Dataset records about object locations
----------

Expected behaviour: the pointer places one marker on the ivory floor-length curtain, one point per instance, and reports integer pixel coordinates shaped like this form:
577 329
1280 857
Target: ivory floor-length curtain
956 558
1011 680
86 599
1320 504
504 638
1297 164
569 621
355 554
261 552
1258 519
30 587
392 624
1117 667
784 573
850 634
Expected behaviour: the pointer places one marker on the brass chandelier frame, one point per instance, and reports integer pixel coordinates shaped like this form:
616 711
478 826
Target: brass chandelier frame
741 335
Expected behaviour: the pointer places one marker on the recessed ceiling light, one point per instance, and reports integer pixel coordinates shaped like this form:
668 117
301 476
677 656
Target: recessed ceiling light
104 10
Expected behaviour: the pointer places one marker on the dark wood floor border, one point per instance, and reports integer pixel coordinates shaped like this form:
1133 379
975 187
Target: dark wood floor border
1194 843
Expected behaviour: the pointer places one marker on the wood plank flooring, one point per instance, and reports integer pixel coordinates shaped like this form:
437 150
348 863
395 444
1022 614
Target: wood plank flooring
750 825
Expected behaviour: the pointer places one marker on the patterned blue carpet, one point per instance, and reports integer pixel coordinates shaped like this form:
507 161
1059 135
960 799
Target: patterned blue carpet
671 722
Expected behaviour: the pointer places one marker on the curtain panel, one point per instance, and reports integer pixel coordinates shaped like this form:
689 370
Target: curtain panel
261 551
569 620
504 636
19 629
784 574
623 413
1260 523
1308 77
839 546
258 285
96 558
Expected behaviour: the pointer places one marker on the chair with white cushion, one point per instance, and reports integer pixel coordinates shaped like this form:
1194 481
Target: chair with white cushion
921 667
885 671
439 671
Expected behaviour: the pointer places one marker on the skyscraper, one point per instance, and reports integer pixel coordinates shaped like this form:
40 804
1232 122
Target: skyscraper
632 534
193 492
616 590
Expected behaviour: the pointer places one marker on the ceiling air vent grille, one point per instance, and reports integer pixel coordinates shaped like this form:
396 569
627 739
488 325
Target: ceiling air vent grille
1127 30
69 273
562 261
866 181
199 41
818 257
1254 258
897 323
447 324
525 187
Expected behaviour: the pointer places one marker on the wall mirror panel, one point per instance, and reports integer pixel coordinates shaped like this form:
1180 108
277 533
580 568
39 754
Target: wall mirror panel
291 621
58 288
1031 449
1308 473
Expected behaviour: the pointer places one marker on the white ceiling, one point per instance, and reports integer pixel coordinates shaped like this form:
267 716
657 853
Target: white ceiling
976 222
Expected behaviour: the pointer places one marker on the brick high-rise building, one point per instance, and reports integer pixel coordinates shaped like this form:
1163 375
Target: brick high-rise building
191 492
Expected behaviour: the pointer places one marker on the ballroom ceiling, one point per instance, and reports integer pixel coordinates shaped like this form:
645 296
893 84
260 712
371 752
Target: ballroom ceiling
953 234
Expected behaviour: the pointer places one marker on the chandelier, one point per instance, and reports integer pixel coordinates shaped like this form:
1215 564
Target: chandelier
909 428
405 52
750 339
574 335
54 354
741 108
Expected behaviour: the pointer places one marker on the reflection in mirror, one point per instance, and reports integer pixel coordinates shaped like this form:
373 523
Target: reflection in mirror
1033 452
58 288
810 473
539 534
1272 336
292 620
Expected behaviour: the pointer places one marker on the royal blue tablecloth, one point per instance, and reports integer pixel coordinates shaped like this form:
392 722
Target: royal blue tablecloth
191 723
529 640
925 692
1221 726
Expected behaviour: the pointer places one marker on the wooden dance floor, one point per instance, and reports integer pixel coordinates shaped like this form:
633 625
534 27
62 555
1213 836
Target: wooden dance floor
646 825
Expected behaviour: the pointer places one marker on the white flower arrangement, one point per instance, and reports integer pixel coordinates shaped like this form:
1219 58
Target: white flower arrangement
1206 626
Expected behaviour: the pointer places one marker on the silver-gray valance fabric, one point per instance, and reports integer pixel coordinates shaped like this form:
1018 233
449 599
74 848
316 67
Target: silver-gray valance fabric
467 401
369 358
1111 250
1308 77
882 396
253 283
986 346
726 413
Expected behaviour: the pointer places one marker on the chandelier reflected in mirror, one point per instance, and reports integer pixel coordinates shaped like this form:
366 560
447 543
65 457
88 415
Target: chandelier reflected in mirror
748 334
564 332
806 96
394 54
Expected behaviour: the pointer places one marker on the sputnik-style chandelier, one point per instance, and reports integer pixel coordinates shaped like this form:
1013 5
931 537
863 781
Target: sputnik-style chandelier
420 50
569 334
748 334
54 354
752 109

----------

### WHAT YOU WILL DO
Copy all the lines, exactly.

### RESULT OF THE TASK
Expected behaviour: the pointer places one marker on the ivory floor-length curtain, one point per instance, and reports integer pixel coordinates shaped like this form:
577 329
1280 857
Target: ivory floor-length curtain
956 558
1011 680
86 599
1320 504
504 638
1297 164
569 621
355 554
261 552
1258 519
30 587
392 624
1117 667
784 573
850 634
Expected behaviour: the pointer places one marker on the brass chandelier frame, one point per instance, and reports integer pixel coordinates shaped like this form:
616 711
478 826
Target: brass chandelier frame
741 335
Expected behaviour: the pointer places one marker on the recessed ceiling light, one point per instance, and reports integer pixel coordinates shaped like this form:
668 117
301 476
677 656
Target: recessed ceiling light
104 10
Expected behaviour: the pointer places one marker on the dark wood floor border, one point per instance, and reports integer pixel coordinates shaped like this form:
1133 379
975 187
Target: dark wood floor border
1194 843
Expected behaviour: the pointer places one marker on the wood plank flooring, one point per instance, and reports integer pixel coordinates shaped like this form:
437 150
348 863
395 444
1022 614
Target: wood plank flooring
750 825
Expected behaviour: the pointer places one marker on the patterned blue carpet, one point per instance, and reports integer pixel coordinates shaped like this form:
507 161
1059 135
960 799
Target: patterned blue carpet
671 722
Expected behaviour: the pointer places one marker on the curtain panel, one point per instance, and reports integer pixel coordinates shaped like this form:
689 370
Target: curtain panel
261 551
569 620
504 636
19 629
784 574
623 413
1260 523
1308 77
839 546
258 285
96 558
Expected behaviour: the pointer places one marker on the chair with white cushion, one point per instance, and reports integer pixel coordinates shaped like this form:
1194 481
Target: chair with white cushion
921 667
885 671
439 671
Expected behaviour: the pointer places one marker on the skyscraper, one point per instance, and reports integer pixel coordinates shaped like this form:
40 804
1232 122
Target: skyscraper
632 534
193 492
616 590
Expected behaviour: the pointer places one marker on the ceiling air vent grille, one point per instance, and reports integer pixel coordinates shaped like this form:
396 569
627 739
488 325
Target: ceiling air vent grille
1127 30
69 273
562 261
866 181
199 41
818 257
1254 258
897 323
447 324
525 187
Expected behaviour: the pointer places one marker on the wall mirror panel, one point per instance, and reports integer pixel coordinates shaped like this form:
1180 108
277 533
580 568
39 754
Target: wall mirror panel
291 621
58 288
1031 449
1308 473
Expected behaviour: the pointer places one marker on the white ceiling, one point per instance, and reports integer pixel coordinates shaped like this form:
267 716
657 853
Target: white ceiling
976 222
Expected behaviour: the pointer places one marker on the brick high-rise building, one point per instance, and reports integer pixel coordinates shaped like this form:
1163 375
Target: brick high-rise building
191 492
Expected behaviour: the pointer places one marker on the ballroom ceiling, one point per instance, and reports integer pixel coordinates shaped like this form:
645 296
893 84
260 712
371 752
Target: ballroom ceiling
953 234
Expected behaviour: the pointer places one marker on the chandelier, one point per instance, and reports integer pixel coordinates shaped like this form:
1215 564
Target: chandelier
909 428
405 52
750 339
574 335
54 354
741 108
Expected behaviour: the pointer places one marker on the reflection in mirror, one point per instance, and reports integer pixel coordinates shaped like this form:
373 523
Target: reflection in mirror
1033 452
58 288
810 473
539 534
1272 336
292 620
Expected behaviour: the pointer places one marker on the royal blue tablecloth, one point per instance, and reports integer pixel coordinates shaped like this form:
392 722
Target: royal blue tablecloth
191 723
529 640
925 692
1221 726
Expected behaviour: the pointer places one marker on the wooden dance floor, one point per instance, and reports integer pixel coordinates shaped like this form:
633 625
534 27
62 555
1213 836
Target: wooden dance floor
646 825
Expected behaviour: the pointer places one marker on the white flower arrangement, one point per instance, and reports integer pixel coordinates shaped like this form:
1219 58
Target: white flower arrangement
1206 626
Expected behaviour: the pointer places one marker on the silver-gray valance fabric, one point per instance, and reports integer pixel coordinates shaped like this form:
1018 233
449 599
74 848
316 67
Target: silver-gray valance fabric
467 401
369 358
1111 250
1308 77
882 396
253 283
986 346
726 413
Expected behaviour: the pointer places one marker on the chandelier reflected in mirror, one point per instance, and reports integer pixel coordinates shaped like this form:
366 560
447 543
65 457
88 415
Target: chandelier reflected in mirror
748 334
564 332
806 96
394 54
Expected behaviour: the pointer places one marker on the sputnik-style chandelier, one point per instance, and reports integer pixel coordinates shaped like this form:
1013 5
931 537
863 781
Target: sputnik-style chandelier
420 50
569 334
748 334
54 354
752 109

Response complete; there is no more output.